--- STATED EXERCISE ---
Copy out the stretch from the line containing "[mask] wood-style flooring -> every instance" through the line containing "463 346 L 463" without changing anything.
**** EXERCISE INPUT ****
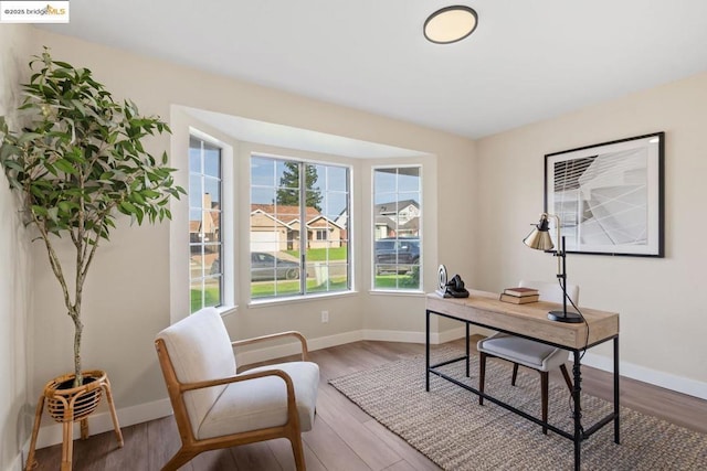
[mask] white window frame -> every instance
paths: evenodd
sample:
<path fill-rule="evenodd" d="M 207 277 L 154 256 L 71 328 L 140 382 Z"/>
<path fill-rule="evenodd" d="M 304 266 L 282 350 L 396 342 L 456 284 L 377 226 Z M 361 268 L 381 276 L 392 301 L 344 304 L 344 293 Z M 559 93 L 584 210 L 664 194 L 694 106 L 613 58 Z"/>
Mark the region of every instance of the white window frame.
<path fill-rule="evenodd" d="M 384 169 L 419 169 L 419 178 L 420 178 L 420 186 L 419 186 L 419 204 L 420 204 L 420 224 L 418 225 L 418 238 L 420 240 L 420 272 L 419 272 L 419 287 L 418 288 L 404 288 L 404 287 L 395 287 L 395 288 L 378 288 L 376 287 L 376 171 L 384 170 Z M 424 237 L 423 237 L 423 227 L 424 227 L 424 165 L 422 163 L 399 163 L 399 164 L 380 164 L 372 165 L 370 173 L 371 181 L 371 253 L 370 253 L 370 286 L 371 292 L 393 292 L 393 293 L 423 293 L 424 292 Z M 397 200 L 400 201 L 400 200 Z"/>
<path fill-rule="evenodd" d="M 249 159 L 249 169 L 251 165 L 251 159 L 253 158 L 266 158 L 266 159 L 274 159 L 274 160 L 281 160 L 281 161 L 289 161 L 289 162 L 295 162 L 297 164 L 307 164 L 307 165 L 328 165 L 328 167 L 338 167 L 338 168 L 342 168 L 347 170 L 347 174 L 348 174 L 348 212 L 351 213 L 352 212 L 352 205 L 354 205 L 354 168 L 351 164 L 349 163 L 341 163 L 341 162 L 337 162 L 335 159 L 333 160 L 326 160 L 326 159 L 321 159 L 321 160 L 313 160 L 313 159 L 307 159 L 307 158 L 302 158 L 302 157 L 297 157 L 296 152 L 292 152 L 288 154 L 281 154 L 281 153 L 271 153 L 271 152 L 264 152 L 264 151 L 258 151 L 258 150 L 253 150 L 250 152 L 250 159 Z M 252 182 L 249 185 L 249 192 L 252 189 Z M 249 194 L 249 202 L 247 202 L 247 207 L 249 207 L 249 212 L 251 208 L 251 205 L 253 204 L 253 202 L 251 201 L 251 196 Z M 302 214 L 302 217 L 304 217 L 304 214 Z M 278 303 L 278 302 L 286 302 L 286 301 L 297 301 L 297 300 L 307 300 L 307 299 L 316 299 L 316 298 L 321 298 L 321 297 L 336 297 L 336 296 L 345 296 L 345 295 L 349 295 L 351 292 L 355 291 L 355 269 L 354 269 L 354 249 L 352 249 L 352 238 L 354 238 L 354 231 L 352 231 L 352 217 L 351 214 L 348 214 L 348 272 L 347 272 L 347 280 L 348 280 L 348 288 L 345 290 L 340 290 L 340 291 L 312 291 L 312 292 L 304 292 L 306 290 L 302 290 L 300 287 L 300 291 L 294 295 L 288 295 L 288 296 L 272 296 L 272 297 L 262 297 L 262 298 L 251 298 L 250 299 L 250 304 L 253 306 L 257 306 L 257 304 L 267 304 L 267 303 Z M 317 231 L 317 229 L 315 229 Z M 249 224 L 249 234 L 250 234 L 250 224 Z M 327 240 L 328 240 L 328 236 L 327 236 Z M 250 240 L 246 244 L 250 246 Z M 250 251 L 250 249 L 249 249 Z M 306 264 L 306 260 L 305 260 Z M 249 268 L 250 268 L 250 258 L 249 258 Z M 306 269 L 306 268 L 305 268 Z M 250 272 L 250 270 L 249 270 Z M 302 279 L 302 278 L 300 278 Z M 306 282 L 306 280 L 305 280 Z M 249 282 L 249 291 L 250 291 L 250 287 L 251 283 Z"/>

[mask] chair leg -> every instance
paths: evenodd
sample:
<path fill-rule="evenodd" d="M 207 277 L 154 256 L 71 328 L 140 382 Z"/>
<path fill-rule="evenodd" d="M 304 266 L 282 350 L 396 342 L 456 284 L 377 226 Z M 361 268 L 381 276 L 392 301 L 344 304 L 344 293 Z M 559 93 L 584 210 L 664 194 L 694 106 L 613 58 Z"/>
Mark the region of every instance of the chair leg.
<path fill-rule="evenodd" d="M 486 354 L 478 352 L 478 392 L 484 392 L 484 383 L 486 379 Z M 484 405 L 484 396 L 478 396 L 478 405 Z"/>
<path fill-rule="evenodd" d="M 513 376 L 510 377 L 510 385 L 515 386 L 516 385 L 516 378 L 518 377 L 518 364 L 514 363 L 513 364 Z"/>
<path fill-rule="evenodd" d="M 184 463 L 190 461 L 193 457 L 199 454 L 199 451 L 194 451 L 191 449 L 184 449 L 183 447 L 177 451 L 177 453 L 167 461 L 167 464 L 162 467 L 161 471 L 177 471 Z"/>
<path fill-rule="evenodd" d="M 560 371 L 562 372 L 562 377 L 564 378 L 564 384 L 567 384 L 567 388 L 571 393 L 572 388 L 573 388 L 573 385 L 572 385 L 572 379 L 570 378 L 570 374 L 567 371 L 567 366 L 564 366 L 563 364 L 560 365 Z"/>
<path fill-rule="evenodd" d="M 289 437 L 289 443 L 292 445 L 292 452 L 295 456 L 295 469 L 297 471 L 306 471 L 307 465 L 305 464 L 305 451 L 302 447 L 302 436 L 295 433 L 293 437 Z"/>
<path fill-rule="evenodd" d="M 74 422 L 65 420 L 62 422 L 64 440 L 62 442 L 62 464 L 61 471 L 71 471 L 71 462 L 74 454 Z"/>
<path fill-rule="evenodd" d="M 540 372 L 540 394 L 542 396 L 542 421 L 548 421 L 548 372 Z M 548 435 L 548 428 L 542 426 L 542 433 Z"/>
<path fill-rule="evenodd" d="M 44 395 L 40 396 L 36 403 L 36 410 L 34 413 L 34 427 L 32 428 L 32 440 L 30 441 L 30 453 L 27 457 L 27 464 L 24 470 L 29 471 L 36 467 L 36 460 L 34 459 L 34 450 L 36 448 L 36 436 L 40 432 L 40 424 L 42 421 L 42 411 L 44 410 Z"/>

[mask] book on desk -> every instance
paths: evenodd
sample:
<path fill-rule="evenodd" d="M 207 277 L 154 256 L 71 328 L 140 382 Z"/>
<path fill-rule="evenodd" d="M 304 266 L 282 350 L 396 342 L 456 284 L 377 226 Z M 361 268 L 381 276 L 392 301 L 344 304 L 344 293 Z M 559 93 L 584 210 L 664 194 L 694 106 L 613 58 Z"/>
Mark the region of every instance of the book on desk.
<path fill-rule="evenodd" d="M 540 292 L 535 288 L 506 288 L 499 299 L 514 304 L 527 304 L 528 302 L 537 302 L 540 299 Z"/>

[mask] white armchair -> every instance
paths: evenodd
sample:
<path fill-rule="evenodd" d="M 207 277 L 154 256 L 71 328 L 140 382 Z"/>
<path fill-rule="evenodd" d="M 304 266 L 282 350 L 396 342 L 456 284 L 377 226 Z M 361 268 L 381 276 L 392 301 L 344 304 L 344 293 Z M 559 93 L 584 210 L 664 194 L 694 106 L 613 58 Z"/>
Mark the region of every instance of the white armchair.
<path fill-rule="evenodd" d="M 236 374 L 233 347 L 293 336 L 302 361 Z M 202 309 L 161 331 L 155 341 L 182 446 L 162 470 L 176 470 L 202 451 L 274 438 L 292 443 L 305 470 L 303 431 L 315 418 L 319 367 L 307 360 L 307 342 L 283 332 L 231 342 L 221 315 Z"/>

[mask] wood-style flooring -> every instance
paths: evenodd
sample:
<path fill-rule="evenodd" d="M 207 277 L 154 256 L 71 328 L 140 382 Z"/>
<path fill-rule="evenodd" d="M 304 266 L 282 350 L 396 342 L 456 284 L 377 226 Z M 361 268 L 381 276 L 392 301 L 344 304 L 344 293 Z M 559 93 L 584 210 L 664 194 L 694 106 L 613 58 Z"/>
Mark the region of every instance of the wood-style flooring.
<path fill-rule="evenodd" d="M 463 346 L 463 341 L 453 343 Z M 314 429 L 303 433 L 308 470 L 439 470 L 432 461 L 327 384 L 329 378 L 423 352 L 421 344 L 371 341 L 310 352 L 310 360 L 320 367 L 321 384 Z M 583 367 L 582 378 L 587 393 L 612 399 L 610 374 Z M 559 371 L 551 381 L 562 381 Z M 706 400 L 629 378 L 622 378 L 621 400 L 624 406 L 707 433 Z M 157 471 L 180 446 L 172 417 L 125 427 L 123 437 L 123 449 L 117 448 L 112 431 L 76 440 L 73 469 Z M 59 469 L 61 445 L 38 450 L 36 458 L 36 470 Z M 293 470 L 294 460 L 289 442 L 279 439 L 205 452 L 181 469 Z"/>

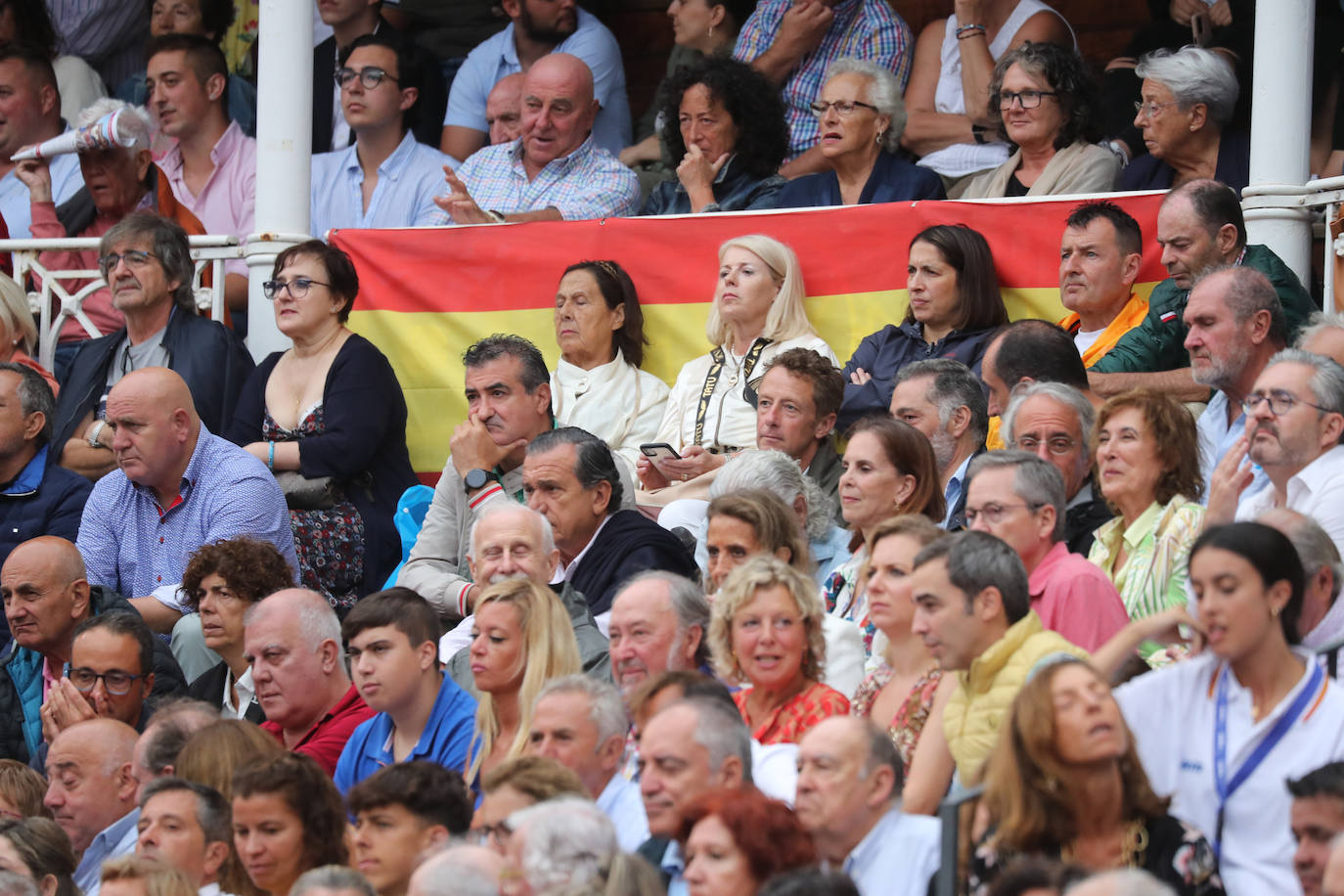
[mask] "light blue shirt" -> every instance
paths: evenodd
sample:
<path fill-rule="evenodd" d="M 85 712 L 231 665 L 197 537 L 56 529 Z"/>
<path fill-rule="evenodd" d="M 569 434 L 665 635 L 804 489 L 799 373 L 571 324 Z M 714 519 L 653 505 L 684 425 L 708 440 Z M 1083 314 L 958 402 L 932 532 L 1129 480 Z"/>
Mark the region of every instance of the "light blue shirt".
<path fill-rule="evenodd" d="M 860 896 L 925 896 L 941 864 L 942 825 L 899 806 L 872 826 L 840 866 Z"/>
<path fill-rule="evenodd" d="M 616 154 L 630 145 L 630 102 L 625 95 L 621 46 L 593 15 L 583 9 L 577 12 L 578 28 L 554 52 L 578 56 L 593 71 L 593 95 L 602 106 L 593 124 L 593 140 Z M 511 21 L 466 55 L 466 62 L 453 78 L 444 124 L 489 132 L 489 125 L 485 124 L 485 98 L 501 78 L 516 71 L 523 71 L 523 66 L 517 60 Z"/>
<path fill-rule="evenodd" d="M 79 171 L 79 156 L 66 153 L 50 161 L 51 168 L 51 197 L 59 207 L 83 187 L 83 172 Z M 0 177 L 0 215 L 4 215 L 5 227 L 9 228 L 9 239 L 28 239 L 32 236 L 32 200 L 28 188 L 13 173 L 13 168 Z"/>
<path fill-rule="evenodd" d="M 366 210 L 358 149 L 356 142 L 313 156 L 313 234 L 321 236 L 337 227 L 426 227 L 441 218 L 434 196 L 448 192 L 444 165 L 457 168 L 449 156 L 415 142 L 407 130 L 378 167 L 378 185 Z"/>
<path fill-rule="evenodd" d="M 98 887 L 102 883 L 102 864 L 109 858 L 130 856 L 136 852 L 136 840 L 140 832 L 140 810 L 132 809 L 129 813 L 112 822 L 98 832 L 98 836 L 89 844 L 89 849 L 79 858 L 75 868 L 74 881 L 85 896 L 98 896 Z"/>
<path fill-rule="evenodd" d="M 597 798 L 597 807 L 612 819 L 621 849 L 633 853 L 649 838 L 649 819 L 644 814 L 640 786 L 617 772 Z"/>
<path fill-rule="evenodd" d="M 1199 433 L 1199 466 L 1204 473 L 1204 504 L 1208 504 L 1208 488 L 1214 481 L 1214 467 L 1218 462 L 1223 459 L 1231 449 L 1232 445 L 1242 435 L 1246 434 L 1246 411 L 1236 415 L 1236 419 L 1227 423 L 1227 394 L 1218 391 L 1214 398 L 1210 399 L 1208 407 L 1204 412 L 1199 415 L 1199 420 L 1195 424 Z M 1253 494 L 1257 494 L 1261 489 L 1269 485 L 1269 476 L 1257 463 L 1251 469 L 1255 470 L 1255 478 L 1251 484 L 1246 486 L 1242 492 L 1242 498 L 1246 500 Z"/>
****
--- RESPONSE TO THIS EXERCISE ---
[mask] wood-style flooring -> every instance
paths: evenodd
sample:
<path fill-rule="evenodd" d="M 207 277 L 154 256 L 71 328 L 140 382 Z"/>
<path fill-rule="evenodd" d="M 304 266 L 282 350 L 396 342 L 456 284 L 377 226 Z M 361 268 L 381 276 L 392 301 L 344 304 L 344 293 Z M 559 93 L 584 210 L 664 194 L 694 106 L 613 58 Z"/>
Mark the region of every instance of the wood-style flooring.
<path fill-rule="evenodd" d="M 463 346 L 463 341 L 453 343 Z M 314 429 L 303 433 L 308 470 L 439 470 L 432 461 L 327 384 L 329 378 L 423 352 L 421 344 L 371 341 L 310 352 L 310 360 L 320 367 L 321 384 Z M 583 367 L 582 378 L 587 393 L 612 399 L 610 374 Z M 559 371 L 551 381 L 562 381 Z M 706 400 L 629 378 L 622 378 L 621 400 L 624 406 L 707 433 Z M 157 471 L 180 446 L 172 417 L 125 427 L 123 437 L 123 449 L 117 448 L 112 431 L 76 440 L 73 469 Z M 59 469 L 61 445 L 38 450 L 36 458 L 36 470 Z M 293 470 L 294 460 L 289 442 L 279 439 L 205 452 L 181 469 Z"/>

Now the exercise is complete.